Stored entries

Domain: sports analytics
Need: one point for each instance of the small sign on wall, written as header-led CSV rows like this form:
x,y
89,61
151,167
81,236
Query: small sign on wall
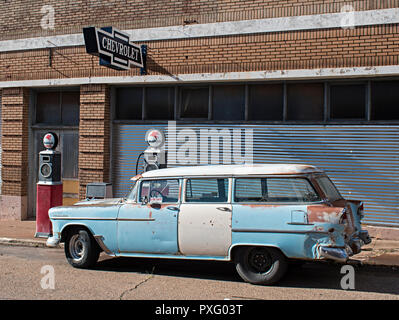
x,y
114,48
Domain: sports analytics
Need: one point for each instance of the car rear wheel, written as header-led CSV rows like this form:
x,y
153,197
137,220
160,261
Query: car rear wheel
x,y
260,265
81,250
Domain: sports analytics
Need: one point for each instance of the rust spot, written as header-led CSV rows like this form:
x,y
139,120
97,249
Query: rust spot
x,y
324,214
261,205
137,177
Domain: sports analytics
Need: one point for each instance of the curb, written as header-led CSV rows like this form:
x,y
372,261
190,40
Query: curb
x,y
25,243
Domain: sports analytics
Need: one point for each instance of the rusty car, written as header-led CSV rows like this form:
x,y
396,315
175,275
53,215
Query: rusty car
x,y
257,216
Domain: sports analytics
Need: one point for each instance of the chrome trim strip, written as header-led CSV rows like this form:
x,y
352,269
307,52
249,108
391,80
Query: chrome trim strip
x,y
81,218
100,242
280,231
144,219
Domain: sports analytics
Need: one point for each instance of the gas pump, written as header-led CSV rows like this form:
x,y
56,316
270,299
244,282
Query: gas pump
x,y
155,156
49,187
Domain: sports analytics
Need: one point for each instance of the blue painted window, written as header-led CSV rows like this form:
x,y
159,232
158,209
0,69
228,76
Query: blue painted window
x,y
274,190
207,190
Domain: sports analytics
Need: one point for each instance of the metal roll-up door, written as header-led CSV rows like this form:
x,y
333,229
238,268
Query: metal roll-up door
x,y
1,147
363,161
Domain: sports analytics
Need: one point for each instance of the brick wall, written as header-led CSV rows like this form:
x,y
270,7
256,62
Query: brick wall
x,y
363,46
21,19
15,141
94,136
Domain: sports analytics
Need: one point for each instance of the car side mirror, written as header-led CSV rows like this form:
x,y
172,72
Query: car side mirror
x,y
144,200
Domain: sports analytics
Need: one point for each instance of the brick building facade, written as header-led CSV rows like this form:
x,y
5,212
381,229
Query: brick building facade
x,y
297,46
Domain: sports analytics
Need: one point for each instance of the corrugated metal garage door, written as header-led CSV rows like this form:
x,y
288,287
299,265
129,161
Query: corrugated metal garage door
x,y
363,161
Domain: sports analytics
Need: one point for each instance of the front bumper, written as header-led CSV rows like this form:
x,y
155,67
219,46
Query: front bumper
x,y
53,241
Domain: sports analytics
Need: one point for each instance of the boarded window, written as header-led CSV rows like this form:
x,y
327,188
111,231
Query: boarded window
x,y
265,102
228,102
194,102
48,108
305,101
347,102
207,190
159,103
129,103
57,108
385,100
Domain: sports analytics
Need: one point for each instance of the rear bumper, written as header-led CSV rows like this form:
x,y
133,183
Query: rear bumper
x,y
342,254
336,254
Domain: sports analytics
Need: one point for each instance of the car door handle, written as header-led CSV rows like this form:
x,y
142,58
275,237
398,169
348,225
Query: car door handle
x,y
224,209
173,208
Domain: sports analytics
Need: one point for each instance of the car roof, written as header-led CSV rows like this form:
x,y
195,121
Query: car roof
x,y
232,170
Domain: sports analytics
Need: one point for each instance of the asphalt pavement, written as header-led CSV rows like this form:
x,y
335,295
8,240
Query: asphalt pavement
x,y
23,270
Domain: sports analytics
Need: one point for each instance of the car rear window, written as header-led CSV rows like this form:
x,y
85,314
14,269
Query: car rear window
x,y
207,190
328,188
274,190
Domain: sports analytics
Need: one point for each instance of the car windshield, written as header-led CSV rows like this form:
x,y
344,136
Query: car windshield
x,y
328,188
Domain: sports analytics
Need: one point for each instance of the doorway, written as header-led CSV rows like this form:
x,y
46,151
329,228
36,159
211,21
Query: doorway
x,y
58,112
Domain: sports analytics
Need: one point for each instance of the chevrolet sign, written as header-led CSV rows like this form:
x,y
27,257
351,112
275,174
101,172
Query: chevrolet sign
x,y
113,47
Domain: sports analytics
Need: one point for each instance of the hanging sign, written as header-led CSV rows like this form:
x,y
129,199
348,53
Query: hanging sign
x,y
113,47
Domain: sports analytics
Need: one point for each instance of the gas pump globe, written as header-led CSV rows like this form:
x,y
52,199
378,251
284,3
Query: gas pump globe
x,y
155,154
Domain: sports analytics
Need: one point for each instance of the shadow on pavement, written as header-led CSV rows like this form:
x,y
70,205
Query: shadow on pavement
x,y
316,275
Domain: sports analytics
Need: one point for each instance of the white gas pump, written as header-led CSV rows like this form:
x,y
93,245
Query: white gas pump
x,y
155,156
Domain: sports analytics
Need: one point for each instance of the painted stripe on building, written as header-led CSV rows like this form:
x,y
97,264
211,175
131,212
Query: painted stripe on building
x,y
300,74
309,22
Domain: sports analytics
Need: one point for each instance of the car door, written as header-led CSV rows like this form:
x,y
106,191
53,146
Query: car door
x,y
205,217
150,224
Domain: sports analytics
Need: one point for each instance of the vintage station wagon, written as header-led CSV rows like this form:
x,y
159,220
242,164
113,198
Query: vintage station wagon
x,y
257,216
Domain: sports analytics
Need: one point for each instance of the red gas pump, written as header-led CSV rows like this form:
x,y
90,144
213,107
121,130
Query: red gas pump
x,y
49,187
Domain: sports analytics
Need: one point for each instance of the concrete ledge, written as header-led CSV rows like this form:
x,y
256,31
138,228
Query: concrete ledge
x,y
13,207
25,242
384,233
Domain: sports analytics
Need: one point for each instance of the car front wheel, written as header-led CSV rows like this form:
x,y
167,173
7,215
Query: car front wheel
x,y
81,250
260,265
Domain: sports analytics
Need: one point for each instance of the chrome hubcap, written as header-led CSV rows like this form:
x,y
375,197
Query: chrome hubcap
x,y
77,247
260,260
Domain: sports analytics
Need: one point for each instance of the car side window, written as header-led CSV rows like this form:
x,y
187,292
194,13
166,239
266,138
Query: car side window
x,y
274,190
207,190
163,191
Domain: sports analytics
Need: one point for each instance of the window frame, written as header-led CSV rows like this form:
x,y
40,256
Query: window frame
x,y
139,190
305,177
229,188
327,83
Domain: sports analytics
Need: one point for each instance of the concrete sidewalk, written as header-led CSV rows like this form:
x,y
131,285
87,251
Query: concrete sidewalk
x,y
382,251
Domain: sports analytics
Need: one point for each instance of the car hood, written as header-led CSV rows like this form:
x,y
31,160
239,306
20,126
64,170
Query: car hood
x,y
98,202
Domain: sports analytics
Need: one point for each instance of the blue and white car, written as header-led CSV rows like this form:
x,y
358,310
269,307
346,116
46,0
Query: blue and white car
x,y
258,216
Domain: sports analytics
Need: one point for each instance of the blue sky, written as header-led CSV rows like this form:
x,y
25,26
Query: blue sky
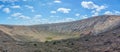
x,y
29,12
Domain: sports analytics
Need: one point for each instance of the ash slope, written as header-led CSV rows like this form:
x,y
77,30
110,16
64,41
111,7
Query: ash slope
x,y
58,31
107,40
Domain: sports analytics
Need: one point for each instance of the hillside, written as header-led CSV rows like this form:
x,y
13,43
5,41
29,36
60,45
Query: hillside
x,y
58,31
103,36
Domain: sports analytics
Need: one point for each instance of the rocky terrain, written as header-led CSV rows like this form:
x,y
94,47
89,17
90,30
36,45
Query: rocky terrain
x,y
96,34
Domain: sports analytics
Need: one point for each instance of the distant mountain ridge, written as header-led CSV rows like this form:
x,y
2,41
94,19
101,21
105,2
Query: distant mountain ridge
x,y
57,31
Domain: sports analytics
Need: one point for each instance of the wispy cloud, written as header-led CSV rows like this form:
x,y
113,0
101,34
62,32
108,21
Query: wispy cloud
x,y
20,16
57,1
90,5
6,10
15,6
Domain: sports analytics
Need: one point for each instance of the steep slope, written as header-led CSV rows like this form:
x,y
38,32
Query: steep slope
x,y
58,31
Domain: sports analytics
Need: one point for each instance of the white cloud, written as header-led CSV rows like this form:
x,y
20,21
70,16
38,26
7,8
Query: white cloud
x,y
112,13
24,0
90,5
57,1
1,6
6,10
9,0
108,13
84,16
15,6
20,16
77,14
30,7
64,10
53,12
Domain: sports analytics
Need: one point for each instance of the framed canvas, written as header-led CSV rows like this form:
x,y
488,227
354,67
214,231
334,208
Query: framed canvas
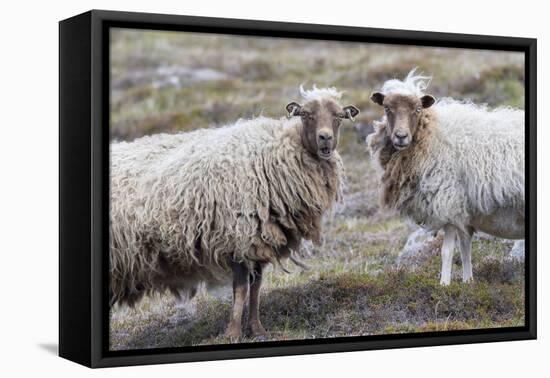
x,y
234,188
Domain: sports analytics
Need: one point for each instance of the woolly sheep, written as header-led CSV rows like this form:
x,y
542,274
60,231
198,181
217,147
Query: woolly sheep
x,y
454,166
204,206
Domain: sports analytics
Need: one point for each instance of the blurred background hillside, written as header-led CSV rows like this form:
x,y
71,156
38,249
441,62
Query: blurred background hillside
x,y
358,284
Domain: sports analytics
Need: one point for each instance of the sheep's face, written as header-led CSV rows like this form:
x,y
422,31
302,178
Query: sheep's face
x,y
403,113
321,120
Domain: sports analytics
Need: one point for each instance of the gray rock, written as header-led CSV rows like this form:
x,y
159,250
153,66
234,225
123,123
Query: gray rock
x,y
518,250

What you are asked to do:
Show each line of the data above that contains the string "hillside", copied whole. Matching is case-sensitive.

The solution:
Need: one point for each instance of the hillside, written as header-led CSV rows like this form:
Query: hillside
Need: one point for each instance of the blurred background hillside, written as header-led CSV rows like this form:
Query: blurred background hillside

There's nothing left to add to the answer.